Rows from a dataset

= = = = = = =

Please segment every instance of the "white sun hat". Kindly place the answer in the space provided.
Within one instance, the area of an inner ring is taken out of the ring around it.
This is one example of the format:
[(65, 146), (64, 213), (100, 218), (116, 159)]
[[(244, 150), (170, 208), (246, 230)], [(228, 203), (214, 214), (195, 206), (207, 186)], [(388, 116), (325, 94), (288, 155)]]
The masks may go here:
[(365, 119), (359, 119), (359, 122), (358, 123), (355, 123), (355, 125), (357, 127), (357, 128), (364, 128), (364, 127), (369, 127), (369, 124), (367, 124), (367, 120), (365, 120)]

= = = = = = =

Please echo the data above line for line, with no changes.

◆ TASK RESULT ◆
Please segment every instance of the "white sun hat". Kindly place the answer in the space provided.
Within one instance, the area of an inner ring is taken out of the ring around it.
This is one example of the format:
[(65, 146), (64, 213), (100, 218), (116, 159)]
[[(244, 150), (170, 208), (246, 230)], [(228, 203), (214, 214), (195, 206), (207, 186)], [(388, 116), (325, 94), (288, 155)]]
The masks may go here:
[(365, 119), (359, 119), (359, 122), (358, 123), (355, 123), (355, 125), (357, 127), (357, 128), (364, 128), (364, 127), (369, 127), (369, 124), (367, 124), (367, 120), (365, 120)]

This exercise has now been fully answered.